(Source material)

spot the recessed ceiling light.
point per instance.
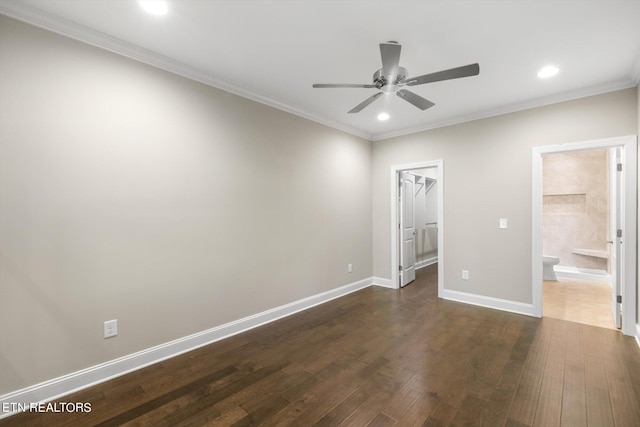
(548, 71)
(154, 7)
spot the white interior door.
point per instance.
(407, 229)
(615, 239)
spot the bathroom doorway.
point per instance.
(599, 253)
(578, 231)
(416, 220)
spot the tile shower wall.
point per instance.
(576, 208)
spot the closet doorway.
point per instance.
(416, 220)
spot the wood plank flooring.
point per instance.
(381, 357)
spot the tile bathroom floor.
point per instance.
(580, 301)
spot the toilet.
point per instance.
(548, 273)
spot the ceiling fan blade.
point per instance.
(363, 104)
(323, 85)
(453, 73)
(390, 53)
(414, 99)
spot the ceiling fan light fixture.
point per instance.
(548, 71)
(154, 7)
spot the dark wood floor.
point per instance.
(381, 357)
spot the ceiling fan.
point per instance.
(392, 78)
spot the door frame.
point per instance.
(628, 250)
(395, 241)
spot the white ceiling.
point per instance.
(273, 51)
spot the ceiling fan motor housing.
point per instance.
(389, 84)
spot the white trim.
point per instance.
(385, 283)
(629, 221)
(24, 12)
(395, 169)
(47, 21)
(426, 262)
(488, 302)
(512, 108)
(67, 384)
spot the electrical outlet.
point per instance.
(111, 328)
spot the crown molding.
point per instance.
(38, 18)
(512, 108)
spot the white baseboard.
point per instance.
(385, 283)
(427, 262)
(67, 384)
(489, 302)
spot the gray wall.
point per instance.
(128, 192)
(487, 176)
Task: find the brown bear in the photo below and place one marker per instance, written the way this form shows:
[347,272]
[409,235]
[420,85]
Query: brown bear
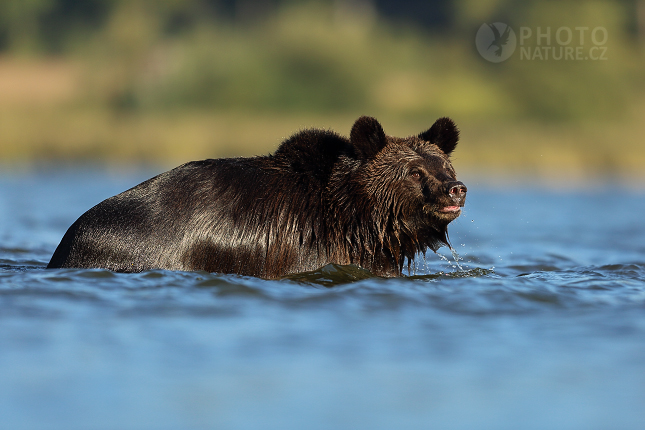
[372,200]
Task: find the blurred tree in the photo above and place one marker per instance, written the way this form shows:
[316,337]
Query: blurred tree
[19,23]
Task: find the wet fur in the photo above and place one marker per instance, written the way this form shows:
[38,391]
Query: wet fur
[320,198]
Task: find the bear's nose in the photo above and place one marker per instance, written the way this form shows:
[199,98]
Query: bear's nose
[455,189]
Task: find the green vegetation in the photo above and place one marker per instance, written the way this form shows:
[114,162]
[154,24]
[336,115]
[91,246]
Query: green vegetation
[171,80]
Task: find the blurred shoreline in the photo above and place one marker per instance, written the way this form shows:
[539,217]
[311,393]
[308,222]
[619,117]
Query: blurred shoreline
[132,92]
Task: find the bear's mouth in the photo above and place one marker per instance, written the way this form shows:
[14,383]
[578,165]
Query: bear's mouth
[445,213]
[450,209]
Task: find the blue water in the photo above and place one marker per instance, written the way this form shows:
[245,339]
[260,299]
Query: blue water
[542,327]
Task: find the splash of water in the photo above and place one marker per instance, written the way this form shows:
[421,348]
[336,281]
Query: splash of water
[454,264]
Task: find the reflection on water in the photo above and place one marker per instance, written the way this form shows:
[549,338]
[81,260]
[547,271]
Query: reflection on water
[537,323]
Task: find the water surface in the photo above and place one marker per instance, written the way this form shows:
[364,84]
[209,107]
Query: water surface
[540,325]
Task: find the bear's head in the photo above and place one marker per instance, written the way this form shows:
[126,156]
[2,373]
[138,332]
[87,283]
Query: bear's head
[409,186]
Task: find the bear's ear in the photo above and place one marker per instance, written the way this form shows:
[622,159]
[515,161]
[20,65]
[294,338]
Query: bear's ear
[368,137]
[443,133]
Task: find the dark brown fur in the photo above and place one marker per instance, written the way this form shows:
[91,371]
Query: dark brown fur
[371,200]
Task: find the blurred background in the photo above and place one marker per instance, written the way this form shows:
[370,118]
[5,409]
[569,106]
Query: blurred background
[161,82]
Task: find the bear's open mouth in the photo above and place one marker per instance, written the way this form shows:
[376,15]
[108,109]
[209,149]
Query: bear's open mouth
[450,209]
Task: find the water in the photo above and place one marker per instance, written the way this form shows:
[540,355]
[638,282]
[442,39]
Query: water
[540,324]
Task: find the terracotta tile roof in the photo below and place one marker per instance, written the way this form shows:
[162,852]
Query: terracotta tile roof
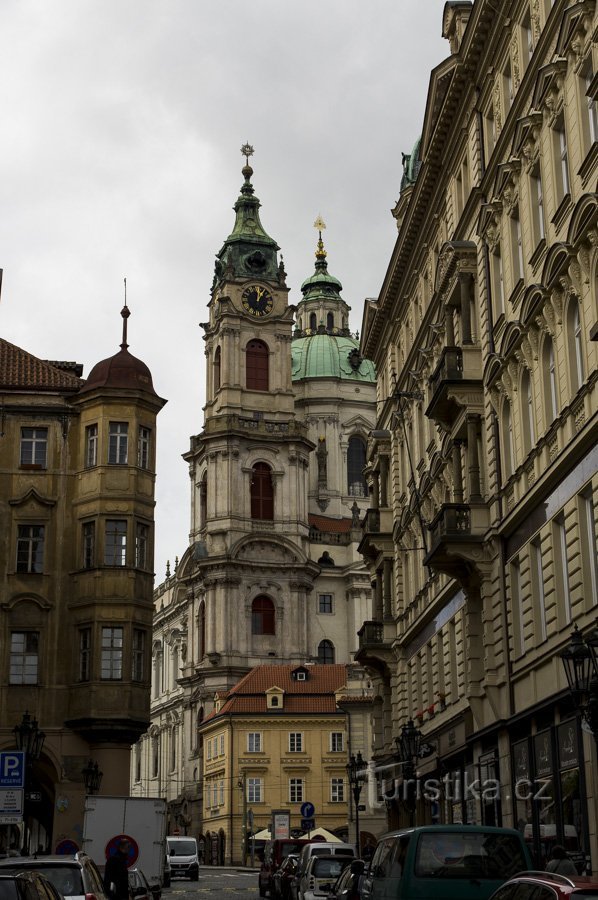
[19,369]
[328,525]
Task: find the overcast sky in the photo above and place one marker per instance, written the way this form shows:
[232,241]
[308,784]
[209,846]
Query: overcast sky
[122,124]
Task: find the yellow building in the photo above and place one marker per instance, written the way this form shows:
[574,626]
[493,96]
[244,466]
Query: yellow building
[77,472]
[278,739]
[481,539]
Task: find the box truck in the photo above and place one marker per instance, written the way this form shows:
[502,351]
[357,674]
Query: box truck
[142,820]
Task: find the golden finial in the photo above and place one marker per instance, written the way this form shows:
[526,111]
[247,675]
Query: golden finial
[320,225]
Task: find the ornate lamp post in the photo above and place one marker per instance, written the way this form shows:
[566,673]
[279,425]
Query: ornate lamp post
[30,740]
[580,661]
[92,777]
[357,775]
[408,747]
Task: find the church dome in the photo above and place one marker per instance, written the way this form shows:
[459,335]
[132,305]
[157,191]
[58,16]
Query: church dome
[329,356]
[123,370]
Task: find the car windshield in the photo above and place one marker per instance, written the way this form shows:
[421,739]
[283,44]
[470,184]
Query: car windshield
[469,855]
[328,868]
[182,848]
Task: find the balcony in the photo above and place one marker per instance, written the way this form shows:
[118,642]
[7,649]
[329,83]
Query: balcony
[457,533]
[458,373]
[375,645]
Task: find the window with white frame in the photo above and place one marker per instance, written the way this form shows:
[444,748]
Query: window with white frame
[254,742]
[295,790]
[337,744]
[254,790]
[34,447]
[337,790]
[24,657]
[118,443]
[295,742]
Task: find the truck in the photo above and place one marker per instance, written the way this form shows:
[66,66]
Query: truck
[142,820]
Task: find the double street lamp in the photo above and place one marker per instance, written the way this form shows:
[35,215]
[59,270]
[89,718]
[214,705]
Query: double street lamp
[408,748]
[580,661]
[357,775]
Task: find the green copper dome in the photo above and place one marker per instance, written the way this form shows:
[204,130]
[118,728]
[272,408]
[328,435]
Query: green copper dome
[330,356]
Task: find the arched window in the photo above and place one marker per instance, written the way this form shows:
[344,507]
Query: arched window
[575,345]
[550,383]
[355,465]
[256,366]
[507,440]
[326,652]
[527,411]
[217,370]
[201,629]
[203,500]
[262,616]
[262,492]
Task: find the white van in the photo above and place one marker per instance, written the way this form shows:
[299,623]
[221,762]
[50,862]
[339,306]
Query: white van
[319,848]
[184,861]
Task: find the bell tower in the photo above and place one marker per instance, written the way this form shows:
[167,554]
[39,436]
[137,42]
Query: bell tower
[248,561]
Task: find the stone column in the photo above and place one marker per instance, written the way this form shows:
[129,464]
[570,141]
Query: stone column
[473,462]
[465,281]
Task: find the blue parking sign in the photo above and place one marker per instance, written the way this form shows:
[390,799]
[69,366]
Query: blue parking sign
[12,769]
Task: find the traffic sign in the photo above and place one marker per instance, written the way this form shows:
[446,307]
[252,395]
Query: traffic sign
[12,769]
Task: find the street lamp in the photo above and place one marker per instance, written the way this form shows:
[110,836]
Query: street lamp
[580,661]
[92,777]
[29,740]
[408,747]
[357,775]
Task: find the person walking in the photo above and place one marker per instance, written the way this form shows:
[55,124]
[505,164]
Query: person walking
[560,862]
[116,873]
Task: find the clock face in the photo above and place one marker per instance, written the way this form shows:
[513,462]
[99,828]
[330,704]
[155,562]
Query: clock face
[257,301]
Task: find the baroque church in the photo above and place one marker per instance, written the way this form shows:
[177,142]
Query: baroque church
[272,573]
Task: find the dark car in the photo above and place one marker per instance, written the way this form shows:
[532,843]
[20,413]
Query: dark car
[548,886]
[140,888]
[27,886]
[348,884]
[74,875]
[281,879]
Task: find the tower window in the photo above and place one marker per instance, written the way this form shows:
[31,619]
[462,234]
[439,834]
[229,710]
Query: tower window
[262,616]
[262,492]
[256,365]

(End Source material)
(Source material)

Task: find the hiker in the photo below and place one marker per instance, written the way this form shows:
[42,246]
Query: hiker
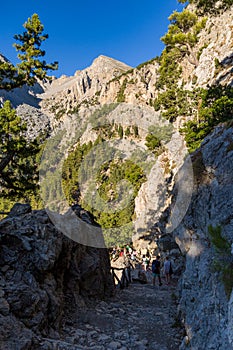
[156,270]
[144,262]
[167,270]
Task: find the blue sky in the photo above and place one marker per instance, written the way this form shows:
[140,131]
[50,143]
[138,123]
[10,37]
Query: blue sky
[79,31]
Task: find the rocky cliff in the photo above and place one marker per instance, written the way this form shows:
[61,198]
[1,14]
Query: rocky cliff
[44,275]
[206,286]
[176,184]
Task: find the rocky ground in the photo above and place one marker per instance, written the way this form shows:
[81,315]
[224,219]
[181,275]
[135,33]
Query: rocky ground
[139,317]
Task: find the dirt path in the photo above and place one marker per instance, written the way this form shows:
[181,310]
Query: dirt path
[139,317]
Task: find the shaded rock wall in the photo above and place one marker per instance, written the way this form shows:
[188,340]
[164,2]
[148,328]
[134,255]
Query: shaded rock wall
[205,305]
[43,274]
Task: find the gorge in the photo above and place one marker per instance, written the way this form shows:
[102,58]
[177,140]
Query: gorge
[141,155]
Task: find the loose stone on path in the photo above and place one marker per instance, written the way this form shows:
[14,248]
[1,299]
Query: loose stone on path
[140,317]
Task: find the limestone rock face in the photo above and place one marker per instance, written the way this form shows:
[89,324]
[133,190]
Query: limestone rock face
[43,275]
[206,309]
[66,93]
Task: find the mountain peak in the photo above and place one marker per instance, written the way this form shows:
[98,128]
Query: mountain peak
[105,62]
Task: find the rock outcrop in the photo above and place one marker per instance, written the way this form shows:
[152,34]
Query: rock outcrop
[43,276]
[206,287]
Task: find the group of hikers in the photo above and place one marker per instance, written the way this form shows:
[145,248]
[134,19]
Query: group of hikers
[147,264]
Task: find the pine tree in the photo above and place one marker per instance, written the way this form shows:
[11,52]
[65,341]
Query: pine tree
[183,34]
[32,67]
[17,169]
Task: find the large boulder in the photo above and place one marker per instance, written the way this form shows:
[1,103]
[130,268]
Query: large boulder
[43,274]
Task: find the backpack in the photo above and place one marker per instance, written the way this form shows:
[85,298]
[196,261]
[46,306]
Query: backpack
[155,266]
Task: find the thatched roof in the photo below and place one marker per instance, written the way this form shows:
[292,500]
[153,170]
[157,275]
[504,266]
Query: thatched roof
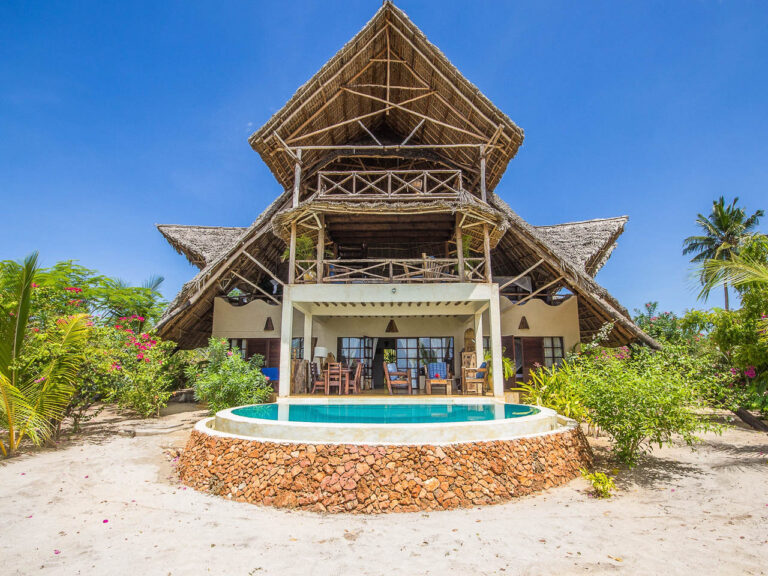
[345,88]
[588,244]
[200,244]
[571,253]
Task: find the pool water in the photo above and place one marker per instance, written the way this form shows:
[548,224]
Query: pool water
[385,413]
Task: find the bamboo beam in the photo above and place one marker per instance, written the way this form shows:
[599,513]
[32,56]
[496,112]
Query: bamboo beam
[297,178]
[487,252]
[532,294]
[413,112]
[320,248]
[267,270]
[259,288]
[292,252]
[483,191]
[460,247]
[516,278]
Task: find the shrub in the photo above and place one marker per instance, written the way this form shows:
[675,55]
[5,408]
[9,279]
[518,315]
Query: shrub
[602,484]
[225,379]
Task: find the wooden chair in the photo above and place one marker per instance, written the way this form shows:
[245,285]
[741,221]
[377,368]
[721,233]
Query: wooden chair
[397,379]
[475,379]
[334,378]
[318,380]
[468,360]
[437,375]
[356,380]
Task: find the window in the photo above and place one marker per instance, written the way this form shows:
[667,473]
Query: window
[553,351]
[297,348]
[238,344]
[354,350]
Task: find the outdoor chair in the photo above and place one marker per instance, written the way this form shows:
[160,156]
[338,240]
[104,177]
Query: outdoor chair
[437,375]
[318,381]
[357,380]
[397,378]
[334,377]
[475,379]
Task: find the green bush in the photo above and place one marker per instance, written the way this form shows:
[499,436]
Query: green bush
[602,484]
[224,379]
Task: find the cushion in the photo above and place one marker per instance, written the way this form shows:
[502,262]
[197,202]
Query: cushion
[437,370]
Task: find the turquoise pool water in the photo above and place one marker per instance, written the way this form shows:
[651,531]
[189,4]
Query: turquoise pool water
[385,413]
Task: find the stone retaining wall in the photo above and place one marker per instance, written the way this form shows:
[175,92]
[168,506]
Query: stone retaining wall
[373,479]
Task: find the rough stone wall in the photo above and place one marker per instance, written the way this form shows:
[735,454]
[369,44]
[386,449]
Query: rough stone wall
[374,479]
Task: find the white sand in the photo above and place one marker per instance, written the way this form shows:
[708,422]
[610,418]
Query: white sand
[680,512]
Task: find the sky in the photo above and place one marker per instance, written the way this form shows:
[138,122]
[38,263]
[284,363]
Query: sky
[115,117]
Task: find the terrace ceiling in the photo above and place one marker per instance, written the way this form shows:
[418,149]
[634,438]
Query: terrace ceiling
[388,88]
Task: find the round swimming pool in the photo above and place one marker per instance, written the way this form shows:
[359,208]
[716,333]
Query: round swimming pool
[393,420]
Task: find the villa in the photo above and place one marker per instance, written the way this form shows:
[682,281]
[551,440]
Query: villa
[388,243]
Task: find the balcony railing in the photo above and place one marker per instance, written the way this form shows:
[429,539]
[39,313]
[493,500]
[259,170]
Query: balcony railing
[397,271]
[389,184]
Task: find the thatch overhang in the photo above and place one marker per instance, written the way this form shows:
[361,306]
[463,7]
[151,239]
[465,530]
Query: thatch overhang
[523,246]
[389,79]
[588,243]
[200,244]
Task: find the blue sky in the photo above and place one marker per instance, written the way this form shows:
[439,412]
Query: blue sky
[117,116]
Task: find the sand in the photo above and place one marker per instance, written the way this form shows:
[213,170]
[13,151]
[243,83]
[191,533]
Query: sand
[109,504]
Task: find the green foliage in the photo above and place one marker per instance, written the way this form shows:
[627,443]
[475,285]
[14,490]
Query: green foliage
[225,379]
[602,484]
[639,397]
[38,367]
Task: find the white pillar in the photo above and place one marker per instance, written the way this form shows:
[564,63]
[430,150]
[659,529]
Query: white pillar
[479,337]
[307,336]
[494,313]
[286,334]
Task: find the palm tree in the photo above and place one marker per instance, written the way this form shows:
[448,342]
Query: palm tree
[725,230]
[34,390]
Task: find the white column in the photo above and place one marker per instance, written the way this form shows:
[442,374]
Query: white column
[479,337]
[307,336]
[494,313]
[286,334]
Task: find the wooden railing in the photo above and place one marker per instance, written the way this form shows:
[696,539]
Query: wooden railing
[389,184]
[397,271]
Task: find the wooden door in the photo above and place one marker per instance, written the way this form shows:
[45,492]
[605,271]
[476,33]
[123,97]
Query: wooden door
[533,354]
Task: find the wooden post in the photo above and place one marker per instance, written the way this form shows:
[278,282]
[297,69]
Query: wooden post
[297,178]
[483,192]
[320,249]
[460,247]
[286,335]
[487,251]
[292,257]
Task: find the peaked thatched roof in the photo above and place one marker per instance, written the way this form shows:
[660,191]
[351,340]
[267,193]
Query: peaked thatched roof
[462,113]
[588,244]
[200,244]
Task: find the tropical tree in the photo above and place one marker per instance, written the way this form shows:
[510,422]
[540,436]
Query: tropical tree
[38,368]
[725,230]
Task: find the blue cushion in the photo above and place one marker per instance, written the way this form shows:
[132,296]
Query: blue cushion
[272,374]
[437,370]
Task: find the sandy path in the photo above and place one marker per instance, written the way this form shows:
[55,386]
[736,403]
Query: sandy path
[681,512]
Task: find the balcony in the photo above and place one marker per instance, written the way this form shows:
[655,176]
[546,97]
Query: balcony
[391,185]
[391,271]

(End Source material)

Pick out the lines above that hold the string "doorway" and show them.

spot the bathroom doorway.
spot the closet doorway.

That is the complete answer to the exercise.